■ **STATED TASK**
Can you reproduce the data beneath, keeping every line exact?

■ **DATA**
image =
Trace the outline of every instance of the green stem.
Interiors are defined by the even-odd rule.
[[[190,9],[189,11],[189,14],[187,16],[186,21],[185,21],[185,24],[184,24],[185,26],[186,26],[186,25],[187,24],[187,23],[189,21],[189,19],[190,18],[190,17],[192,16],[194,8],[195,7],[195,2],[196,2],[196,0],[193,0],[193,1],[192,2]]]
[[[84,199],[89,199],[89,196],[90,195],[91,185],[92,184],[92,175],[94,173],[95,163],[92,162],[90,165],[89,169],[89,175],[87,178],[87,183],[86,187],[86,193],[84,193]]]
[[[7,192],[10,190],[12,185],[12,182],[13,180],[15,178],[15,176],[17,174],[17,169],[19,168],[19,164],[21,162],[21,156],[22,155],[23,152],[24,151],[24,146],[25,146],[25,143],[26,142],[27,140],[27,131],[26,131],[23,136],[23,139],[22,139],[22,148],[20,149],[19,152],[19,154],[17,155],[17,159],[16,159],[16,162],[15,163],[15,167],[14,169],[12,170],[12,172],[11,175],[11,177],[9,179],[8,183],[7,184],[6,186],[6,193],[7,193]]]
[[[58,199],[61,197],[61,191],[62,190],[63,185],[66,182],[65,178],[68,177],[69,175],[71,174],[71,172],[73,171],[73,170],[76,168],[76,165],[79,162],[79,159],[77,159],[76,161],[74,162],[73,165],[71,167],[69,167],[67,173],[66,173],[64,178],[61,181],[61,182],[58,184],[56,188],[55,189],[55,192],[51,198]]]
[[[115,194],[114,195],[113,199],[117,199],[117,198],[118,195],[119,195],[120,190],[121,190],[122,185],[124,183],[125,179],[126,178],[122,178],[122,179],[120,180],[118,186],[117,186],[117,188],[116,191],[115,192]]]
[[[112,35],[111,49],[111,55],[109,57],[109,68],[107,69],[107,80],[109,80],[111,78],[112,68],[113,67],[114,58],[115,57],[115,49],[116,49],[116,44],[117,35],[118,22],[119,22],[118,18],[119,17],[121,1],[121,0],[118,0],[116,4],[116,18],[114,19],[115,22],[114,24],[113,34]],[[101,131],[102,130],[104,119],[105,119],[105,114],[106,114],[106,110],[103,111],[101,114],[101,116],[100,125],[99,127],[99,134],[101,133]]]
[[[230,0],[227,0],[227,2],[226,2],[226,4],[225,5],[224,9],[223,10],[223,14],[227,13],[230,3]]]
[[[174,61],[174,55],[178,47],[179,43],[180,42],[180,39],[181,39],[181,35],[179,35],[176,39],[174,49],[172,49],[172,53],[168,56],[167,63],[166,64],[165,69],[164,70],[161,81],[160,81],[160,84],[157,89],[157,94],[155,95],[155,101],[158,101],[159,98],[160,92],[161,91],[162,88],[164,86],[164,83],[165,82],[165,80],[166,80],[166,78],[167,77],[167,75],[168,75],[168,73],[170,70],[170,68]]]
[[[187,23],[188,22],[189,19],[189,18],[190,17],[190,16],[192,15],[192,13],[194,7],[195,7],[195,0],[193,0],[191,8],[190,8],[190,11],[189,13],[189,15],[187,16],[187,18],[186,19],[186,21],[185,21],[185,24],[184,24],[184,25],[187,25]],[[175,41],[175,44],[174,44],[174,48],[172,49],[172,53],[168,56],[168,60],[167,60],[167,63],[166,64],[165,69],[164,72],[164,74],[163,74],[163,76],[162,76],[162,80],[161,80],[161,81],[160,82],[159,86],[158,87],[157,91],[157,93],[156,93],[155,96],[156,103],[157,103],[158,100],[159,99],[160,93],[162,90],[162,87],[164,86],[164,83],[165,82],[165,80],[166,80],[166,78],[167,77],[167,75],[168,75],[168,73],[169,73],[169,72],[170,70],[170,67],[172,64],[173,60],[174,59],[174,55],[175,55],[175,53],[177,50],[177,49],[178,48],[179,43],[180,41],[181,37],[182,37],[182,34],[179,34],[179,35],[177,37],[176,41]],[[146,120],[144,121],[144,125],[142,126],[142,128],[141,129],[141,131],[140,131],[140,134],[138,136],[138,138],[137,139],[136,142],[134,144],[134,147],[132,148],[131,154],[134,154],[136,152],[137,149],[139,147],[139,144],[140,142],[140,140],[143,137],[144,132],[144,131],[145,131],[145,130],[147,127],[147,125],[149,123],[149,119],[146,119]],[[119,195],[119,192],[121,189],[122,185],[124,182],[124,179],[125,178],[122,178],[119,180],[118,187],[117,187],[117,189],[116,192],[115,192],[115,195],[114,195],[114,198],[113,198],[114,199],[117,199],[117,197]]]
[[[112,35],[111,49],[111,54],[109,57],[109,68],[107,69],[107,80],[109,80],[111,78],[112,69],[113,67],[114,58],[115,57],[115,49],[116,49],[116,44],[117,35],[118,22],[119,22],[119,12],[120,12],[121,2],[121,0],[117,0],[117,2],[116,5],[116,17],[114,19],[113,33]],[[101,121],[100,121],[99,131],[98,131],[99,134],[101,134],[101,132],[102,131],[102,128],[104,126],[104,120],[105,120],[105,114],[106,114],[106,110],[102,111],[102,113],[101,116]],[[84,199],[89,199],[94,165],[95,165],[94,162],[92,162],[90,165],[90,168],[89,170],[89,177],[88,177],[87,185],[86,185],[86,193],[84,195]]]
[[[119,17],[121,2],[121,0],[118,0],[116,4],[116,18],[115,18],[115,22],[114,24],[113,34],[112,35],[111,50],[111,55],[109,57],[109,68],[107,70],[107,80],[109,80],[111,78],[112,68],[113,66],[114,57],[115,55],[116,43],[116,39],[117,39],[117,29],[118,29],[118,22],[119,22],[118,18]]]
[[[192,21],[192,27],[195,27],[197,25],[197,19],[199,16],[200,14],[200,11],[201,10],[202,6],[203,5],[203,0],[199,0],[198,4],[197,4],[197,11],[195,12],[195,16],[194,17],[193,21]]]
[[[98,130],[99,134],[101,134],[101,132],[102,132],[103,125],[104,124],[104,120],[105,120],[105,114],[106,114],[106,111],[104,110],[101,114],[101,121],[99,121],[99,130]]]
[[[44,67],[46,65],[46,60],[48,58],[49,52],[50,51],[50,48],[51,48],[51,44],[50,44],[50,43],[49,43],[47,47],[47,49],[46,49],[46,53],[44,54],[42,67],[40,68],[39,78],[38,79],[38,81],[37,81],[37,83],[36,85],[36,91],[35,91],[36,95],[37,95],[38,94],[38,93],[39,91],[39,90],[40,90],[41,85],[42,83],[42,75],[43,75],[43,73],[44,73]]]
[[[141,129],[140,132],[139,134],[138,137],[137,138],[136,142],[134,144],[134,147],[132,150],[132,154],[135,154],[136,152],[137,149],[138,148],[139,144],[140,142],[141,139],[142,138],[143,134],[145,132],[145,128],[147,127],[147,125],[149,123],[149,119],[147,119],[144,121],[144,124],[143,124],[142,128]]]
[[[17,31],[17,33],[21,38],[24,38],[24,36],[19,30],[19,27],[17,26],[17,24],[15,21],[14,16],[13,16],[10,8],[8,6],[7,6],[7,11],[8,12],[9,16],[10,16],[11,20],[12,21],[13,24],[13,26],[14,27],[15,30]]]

■ **TASK RESULT**
image =
Trace the outline of every instance of the green stem.
Interiors are defined by the even-odd rule.
[[[190,9],[189,11],[189,14],[187,16],[186,21],[185,21],[185,24],[184,24],[185,26],[186,26],[186,25],[187,24],[187,23],[189,21],[189,19],[190,18],[190,17],[192,16],[194,8],[195,7],[195,2],[196,2],[196,0],[193,0],[193,1],[192,2]]]
[[[84,199],[89,199],[89,196],[90,195],[91,185],[92,184],[92,175],[94,173],[95,163],[92,162],[90,165],[89,169],[89,175],[87,178],[87,183],[86,187],[86,193],[84,193]]]
[[[7,192],[10,190],[12,185],[12,182],[13,180],[15,178],[15,176],[17,174],[17,169],[19,168],[19,164],[21,162],[21,156],[22,155],[23,152],[24,151],[24,146],[25,146],[25,143],[26,142],[27,140],[27,131],[26,131],[23,136],[23,139],[22,139],[22,148],[20,149],[19,152],[19,154],[17,155],[17,159],[16,159],[16,162],[15,163],[15,167],[14,169],[12,170],[12,172],[11,175],[11,177],[9,179],[8,183],[7,184],[6,186],[6,193],[7,193]]]
[[[58,199],[61,197],[61,191],[62,190],[63,185],[66,182],[65,178],[68,177],[69,175],[71,174],[71,172],[73,171],[73,170],[76,168],[76,165],[79,162],[79,159],[77,159],[76,161],[74,162],[73,165],[71,167],[69,167],[67,173],[66,173],[64,178],[61,181],[61,182],[58,184],[56,188],[55,189],[55,192],[51,198]]]
[[[115,194],[114,195],[113,199],[117,199],[117,198],[118,195],[119,195],[120,190],[121,190],[122,185],[124,183],[125,179],[126,178],[122,178],[122,179],[120,180],[118,186],[117,186],[117,188],[116,191],[115,192]]]
[[[112,35],[111,49],[111,55],[109,57],[109,68],[107,69],[107,80],[109,80],[111,78],[112,68],[113,67],[114,58],[115,57],[115,49],[116,49],[116,44],[117,35],[118,22],[119,22],[118,18],[119,17],[121,1],[121,0],[118,0],[116,4],[116,18],[114,19],[115,22],[114,24],[113,34]],[[101,131],[102,130],[104,119],[105,119],[105,114],[106,114],[106,110],[103,111],[101,114],[101,116],[100,125],[99,127],[99,134],[101,133]]]
[[[230,0],[227,0],[227,2],[226,2],[226,4],[225,5],[224,9],[223,10],[223,14],[227,13],[230,3]]]
[[[174,61],[174,55],[178,47],[179,43],[180,42],[180,39],[181,39],[181,35],[179,35],[176,39],[174,49],[172,49],[172,53],[168,56],[167,63],[166,64],[165,69],[164,70],[161,81],[160,81],[160,84],[157,89],[157,94],[155,95],[155,101],[158,101],[159,98],[160,92],[161,91],[162,88],[164,86],[164,83],[165,82],[165,80],[166,80],[166,78],[167,77],[167,75],[168,75],[168,73],[170,70],[170,68]]]
[[[187,23],[188,22],[189,19],[189,18],[190,17],[190,16],[192,15],[192,13],[194,7],[195,7],[195,0],[193,0],[191,8],[190,8],[190,11],[189,13],[189,15],[187,16],[187,18],[186,19],[186,21],[185,21],[185,24],[184,24],[184,25],[187,25]],[[175,41],[175,44],[174,44],[174,48],[172,49],[172,53],[168,56],[168,60],[167,60],[167,63],[166,64],[165,69],[164,72],[164,74],[163,74],[163,76],[162,76],[162,80],[161,80],[161,81],[160,82],[159,86],[158,87],[157,91],[157,93],[156,93],[155,96],[156,103],[157,103],[158,100],[159,99],[160,93],[162,90],[162,87],[164,86],[164,83],[165,82],[165,80],[166,80],[166,78],[167,77],[167,75],[168,75],[168,73],[169,73],[169,72],[170,70],[170,67],[172,64],[173,60],[174,59],[174,55],[175,55],[175,53],[177,50],[177,49],[178,48],[179,43],[180,41],[181,37],[182,37],[182,34],[179,34],[179,35],[177,37],[176,41]],[[146,120],[144,121],[144,125],[142,126],[142,128],[141,129],[141,131],[140,131],[140,134],[138,136],[138,138],[137,139],[136,142],[134,144],[134,147],[132,148],[131,154],[134,154],[136,152],[137,149],[139,147],[139,144],[140,142],[140,140],[143,137],[144,132],[144,131],[145,131],[145,130],[147,127],[147,125],[149,123],[149,119],[146,119]],[[119,195],[119,192],[121,189],[122,185],[124,182],[124,179],[125,178],[122,178],[119,180],[118,187],[117,187],[117,189],[116,192],[115,192],[115,195],[114,195],[114,198],[113,198],[114,199],[117,199],[117,197]]]
[[[112,35],[111,49],[111,54],[109,57],[109,68],[107,69],[107,80],[109,80],[111,78],[112,69],[113,67],[114,58],[115,57],[115,49],[116,49],[116,44],[117,35],[118,22],[119,22],[119,12],[120,12],[121,2],[121,0],[117,0],[117,2],[116,5],[116,17],[114,19],[113,33]],[[101,121],[100,121],[99,131],[98,131],[99,134],[101,134],[101,132],[102,131],[102,128],[104,126],[104,120],[105,120],[105,114],[106,114],[106,110],[102,111],[102,113],[101,116]],[[84,199],[89,199],[94,165],[95,165],[94,162],[92,162],[90,165],[90,168],[89,170],[89,177],[88,177],[87,185],[86,185],[86,193],[84,195]]]
[[[119,17],[121,2],[121,0],[118,0],[116,4],[116,18],[115,18],[115,22],[114,24],[113,34],[112,35],[111,50],[111,55],[109,57],[109,68],[107,70],[107,80],[109,80],[111,78],[112,68],[113,66],[114,57],[115,55],[116,43],[116,39],[117,39],[117,29],[118,29],[118,22],[119,22],[118,18]]]
[[[192,21],[192,27],[195,27],[197,25],[197,19],[199,16],[200,14],[200,11],[201,10],[202,6],[203,5],[203,0],[199,0],[198,4],[197,4],[197,11],[195,12],[195,16],[194,17],[193,21]]]
[[[98,130],[99,134],[101,134],[101,132],[102,132],[103,125],[104,124],[104,120],[105,120],[105,114],[106,114],[106,111],[104,110],[101,114],[101,121],[99,121],[99,130]]]
[[[44,67],[46,65],[46,60],[48,58],[49,52],[50,51],[50,48],[51,48],[51,44],[50,44],[50,43],[49,43],[47,47],[47,49],[46,49],[46,53],[44,54],[42,67],[40,68],[39,78],[38,79],[38,81],[37,81],[37,83],[36,85],[36,91],[35,91],[36,95],[37,95],[38,94],[38,93],[39,91],[39,90],[40,90],[41,85],[42,83],[42,75],[43,75],[43,73],[44,73]]]
[[[141,129],[140,132],[139,134],[138,137],[137,138],[136,142],[134,144],[134,147],[132,150],[132,154],[135,154],[136,152],[137,149],[138,148],[139,144],[140,142],[141,139],[142,138],[143,134],[145,132],[145,128],[147,127],[147,125],[149,123],[149,119],[147,119],[144,121],[144,124],[143,124],[142,128]]]
[[[17,31],[17,33],[21,38],[24,38],[24,36],[19,30],[19,27],[17,26],[17,24],[15,21],[14,16],[13,16],[10,8],[8,6],[7,6],[7,11],[8,12],[9,16],[10,16],[11,20],[12,21],[13,24],[13,26],[14,27],[15,30]]]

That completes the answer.